*WHAT YOU NEED TO DO:* Restate every line of the material, word for word.
------------------------
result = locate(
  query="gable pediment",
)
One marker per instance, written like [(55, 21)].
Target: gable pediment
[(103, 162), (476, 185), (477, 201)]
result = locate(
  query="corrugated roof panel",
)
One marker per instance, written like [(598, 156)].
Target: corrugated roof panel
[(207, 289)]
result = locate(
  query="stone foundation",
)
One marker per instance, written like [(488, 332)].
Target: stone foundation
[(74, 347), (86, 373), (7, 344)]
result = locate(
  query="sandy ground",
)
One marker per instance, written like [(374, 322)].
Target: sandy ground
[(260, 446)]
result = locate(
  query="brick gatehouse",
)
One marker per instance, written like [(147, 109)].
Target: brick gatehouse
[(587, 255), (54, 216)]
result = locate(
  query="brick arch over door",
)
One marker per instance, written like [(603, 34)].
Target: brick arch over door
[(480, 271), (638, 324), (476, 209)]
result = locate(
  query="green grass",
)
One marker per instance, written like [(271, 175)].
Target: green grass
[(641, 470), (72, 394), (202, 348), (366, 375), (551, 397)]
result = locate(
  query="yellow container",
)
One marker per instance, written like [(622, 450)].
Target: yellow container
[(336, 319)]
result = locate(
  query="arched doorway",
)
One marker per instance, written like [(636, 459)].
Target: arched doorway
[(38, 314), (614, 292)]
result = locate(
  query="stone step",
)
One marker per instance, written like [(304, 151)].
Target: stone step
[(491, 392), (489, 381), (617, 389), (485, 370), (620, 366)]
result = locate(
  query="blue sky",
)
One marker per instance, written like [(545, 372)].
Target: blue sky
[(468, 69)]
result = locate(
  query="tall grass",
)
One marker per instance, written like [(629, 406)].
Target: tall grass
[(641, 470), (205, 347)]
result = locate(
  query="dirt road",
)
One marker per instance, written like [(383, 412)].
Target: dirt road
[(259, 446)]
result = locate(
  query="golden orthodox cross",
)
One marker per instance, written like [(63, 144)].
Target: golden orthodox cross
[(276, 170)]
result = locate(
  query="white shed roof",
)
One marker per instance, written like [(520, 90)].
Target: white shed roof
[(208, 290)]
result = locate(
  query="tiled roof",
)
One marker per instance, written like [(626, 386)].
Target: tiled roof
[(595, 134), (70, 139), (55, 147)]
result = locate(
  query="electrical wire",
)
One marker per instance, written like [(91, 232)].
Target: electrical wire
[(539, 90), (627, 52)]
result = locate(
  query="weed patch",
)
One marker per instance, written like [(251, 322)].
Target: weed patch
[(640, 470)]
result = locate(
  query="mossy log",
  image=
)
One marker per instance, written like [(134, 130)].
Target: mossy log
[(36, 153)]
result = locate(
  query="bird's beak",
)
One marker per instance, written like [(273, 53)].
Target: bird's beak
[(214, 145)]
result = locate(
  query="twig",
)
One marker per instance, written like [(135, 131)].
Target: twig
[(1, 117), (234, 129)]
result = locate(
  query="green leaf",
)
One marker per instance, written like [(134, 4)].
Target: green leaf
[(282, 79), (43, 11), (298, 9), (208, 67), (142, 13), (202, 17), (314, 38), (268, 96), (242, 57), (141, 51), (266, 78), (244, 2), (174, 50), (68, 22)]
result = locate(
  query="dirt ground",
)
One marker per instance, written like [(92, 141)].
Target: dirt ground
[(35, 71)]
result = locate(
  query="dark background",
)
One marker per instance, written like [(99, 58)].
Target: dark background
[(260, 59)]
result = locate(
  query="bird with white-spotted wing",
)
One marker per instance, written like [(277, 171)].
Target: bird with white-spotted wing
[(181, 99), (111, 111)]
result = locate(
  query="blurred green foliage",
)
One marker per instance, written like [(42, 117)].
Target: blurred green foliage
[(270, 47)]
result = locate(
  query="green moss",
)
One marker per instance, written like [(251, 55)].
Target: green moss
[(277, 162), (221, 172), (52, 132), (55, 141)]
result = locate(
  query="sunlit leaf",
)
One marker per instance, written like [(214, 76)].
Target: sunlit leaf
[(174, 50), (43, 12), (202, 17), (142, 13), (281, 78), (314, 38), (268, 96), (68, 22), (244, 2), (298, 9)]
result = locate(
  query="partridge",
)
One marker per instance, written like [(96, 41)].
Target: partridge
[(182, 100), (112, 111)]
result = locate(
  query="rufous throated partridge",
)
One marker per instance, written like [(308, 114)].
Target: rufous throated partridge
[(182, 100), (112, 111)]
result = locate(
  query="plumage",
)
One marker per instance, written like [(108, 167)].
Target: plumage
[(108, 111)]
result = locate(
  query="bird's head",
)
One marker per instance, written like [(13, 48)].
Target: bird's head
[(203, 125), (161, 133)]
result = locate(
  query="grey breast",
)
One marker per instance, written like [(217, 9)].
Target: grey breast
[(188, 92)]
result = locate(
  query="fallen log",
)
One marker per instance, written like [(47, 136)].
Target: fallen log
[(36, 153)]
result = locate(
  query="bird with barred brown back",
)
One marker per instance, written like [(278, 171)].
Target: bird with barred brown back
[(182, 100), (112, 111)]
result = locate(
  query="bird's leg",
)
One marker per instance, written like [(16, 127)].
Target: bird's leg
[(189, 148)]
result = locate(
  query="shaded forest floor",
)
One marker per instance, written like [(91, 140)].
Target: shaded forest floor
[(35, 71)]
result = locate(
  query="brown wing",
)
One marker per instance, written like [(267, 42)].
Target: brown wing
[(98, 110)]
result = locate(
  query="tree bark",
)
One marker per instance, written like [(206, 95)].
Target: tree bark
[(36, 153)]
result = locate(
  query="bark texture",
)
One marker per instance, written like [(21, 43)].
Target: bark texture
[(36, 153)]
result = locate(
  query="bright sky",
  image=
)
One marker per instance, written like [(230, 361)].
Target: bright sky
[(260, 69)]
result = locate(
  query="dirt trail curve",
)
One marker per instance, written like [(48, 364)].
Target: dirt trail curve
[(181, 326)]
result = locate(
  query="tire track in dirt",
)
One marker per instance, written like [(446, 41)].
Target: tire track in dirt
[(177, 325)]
------------------------
*TASK OUTPUT:*
result = locate(
  query="gable pediment",
)
One marker per instance, written like [(55, 21)].
Target: gable pediment
[(103, 162), (476, 185), (477, 201)]
result = locate(
  query="corrugated roof panel",
)
One marker per instance, written like [(598, 156)].
Target: corrugated roof panel
[(207, 289)]
result = locate(
  query="stone foundation",
)
One marker per instance, written like [(488, 332)].
Target: stone foundation
[(74, 347), (86, 373), (7, 344)]
result = locate(
  query="sandy ground",
)
One marker per instance, written like [(374, 322)].
Target: sandy ground
[(260, 446)]
result = locate(
  query="brick gatehouse",
)
One marker per instance, written like [(147, 109)].
Target: brick gatehouse
[(587, 255), (54, 216)]
result = locate(
  query="brick arch over door",
)
One marker per instance, written like [(603, 34)].
Target: brick arch over door
[(480, 271), (638, 324), (476, 209)]
result = locate(
  query="green grass",
)
One marker per instance, written like [(271, 175)].
Target: green grass
[(641, 470), (72, 394), (202, 348), (366, 375), (551, 397)]
result = locate(
  query="yellow container",
)
One marker per instance, written like [(622, 450)].
Target: yellow container
[(336, 319)]
result = locate(
  query="arched doorway",
)
One marker per instance, written like [(636, 459)].
Target: arched doorway
[(38, 314), (614, 292)]
result = locate(
  query="stone step",
)
One marker per instance, written like [(304, 151)].
Target: stone step
[(491, 392), (489, 381), (617, 389), (485, 370), (620, 366)]
result = locate(
  query="blue sky",
)
One marker per instance, written like [(545, 372)].
Target: blue sky
[(468, 69)]
result = locate(
  query="tall grass",
)
One marker per instance, written like [(629, 406)].
Target: tall grass
[(641, 470), (205, 347)]
result = locate(
  query="dirt road",
)
One marker per instance, written like [(383, 412)].
Target: dirt road
[(259, 446)]
result = locate(
  query="golden orthodox cross",
)
One marker per instance, written like [(63, 144)].
Target: golden orthodox cross
[(276, 170)]
result = locate(
  query="white shed roof",
)
One marker per instance, written like [(520, 90)].
Target: white shed roof
[(208, 290)]
result = locate(
  query="tiled roof",
)
One marker per instance, written like [(626, 386)].
Target: tiled roof
[(595, 134), (70, 139), (55, 147)]
result = locate(
  query="electrical wire",
)
One marker per instance, written like [(91, 232)].
Target: electrical wire
[(539, 90), (627, 52)]
result = locate(
  query="weed patch",
)
One marker per instance, written like [(251, 322)].
Target: weed patch
[(640, 470)]
result = locate(
  query="mossy log",
  image=
)
One marker per instance, written like [(134, 130)].
Target: mossy log
[(36, 153)]
result = locate(
  query="bird's beak",
)
One marker per instance, written like [(273, 53)].
Target: bird's beak
[(214, 145)]
result = locate(
  query="twig",
)
One marker per instance, written like [(135, 131)].
Target: twig
[(1, 117), (234, 129)]
result = locate(
  query="green leaf",
)
One marker per instance, written like [(134, 4)].
Target: green leaf
[(282, 79), (43, 11), (298, 9), (208, 67), (142, 13), (202, 17), (314, 38), (268, 96), (242, 57), (141, 51), (266, 78), (244, 2), (174, 50), (68, 22)]
result = locate(
  query="dirt ground",
)
One marker per instance, written like [(92, 141)].
Target: dirt ground
[(35, 71)]
result = locate(
  query="dark background",
)
One marker per instance, written like [(99, 58)].
Target: dark background
[(260, 59)]
result = locate(
  query="bird with white-spotted wing",
)
One marker per instance, written like [(277, 171)].
Target: bird with white-spotted wing
[(181, 99), (111, 111)]
result = locate(
  query="blurred green foliage",
)
One marker per instance, written like [(42, 117)].
Target: blurred green foliage
[(270, 47)]
result = locate(
  query="green moss",
)
One marker per instance, written like [(251, 55)].
Target: green moss
[(277, 162), (221, 172), (52, 132), (55, 141)]
result = locate(
  query="sunlit leaf",
)
One marker per instance, written like [(214, 76)].
Target: sunlit leaf
[(174, 50), (43, 12), (202, 17), (142, 13), (281, 78), (314, 38), (268, 96), (68, 22), (244, 2), (298, 9)]
result = locate(
  query="partridge",
)
One marker per instance, written like [(96, 41)].
Target: partridge
[(182, 100), (112, 111)]
result = locate(
  query="rufous throated partridge",
)
One marker per instance, written like [(308, 114)].
Target: rufous throated partridge
[(182, 100), (112, 111)]
result = locate(
  query="plumage",
)
One marker per instance, written like [(108, 167)].
Target: plumage
[(108, 111)]
result = locate(
  query="bird's head",
)
One marker per instance, written like [(13, 48)].
Target: bird's head
[(203, 125), (161, 133)]
result = locate(
  query="grey breast",
)
One marker per instance, written like [(217, 9)].
Target: grey breast
[(188, 92)]
result = locate(
  query="fallen log",
)
One marker per instance, written like [(47, 136)].
Target: fallen log
[(36, 153)]
result = locate(
  query="bird with barred brown back",
)
One marker per instance, written like [(278, 171)].
Target: bird with barred brown back
[(182, 100), (112, 111)]
result = locate(
  query="bird's leg",
)
One marker per instance, written like [(16, 127)].
Target: bird's leg
[(189, 148)]
result = locate(
  query="shaded forest floor",
)
One marker per instance, written like [(91, 140)].
Target: shaded forest floor
[(35, 71)]
result = locate(
  query="brown wing",
)
One marker per instance, written like [(267, 42)].
Target: brown wing
[(98, 110)]
result = locate(
  query="tree bark",
)
One marker per instance, written like [(206, 95)].
Target: tree bark
[(36, 153)]
result = locate(
  query="bark texture",
)
One marker per instance, written like [(21, 43)].
Target: bark texture
[(36, 153)]
result = locate(
  query="bright sky",
  image=
)
One marker per instance, written like [(230, 361)].
Target: bright sky
[(260, 69)]
result = locate(
  query="dirt trail curve",
)
One marker per instance, written like [(48, 364)].
Target: dirt trail curve
[(181, 326)]
result = locate(
  query="tire track in dirt",
)
One marker per instance, written like [(446, 41)].
Target: tire track in dirt
[(177, 325)]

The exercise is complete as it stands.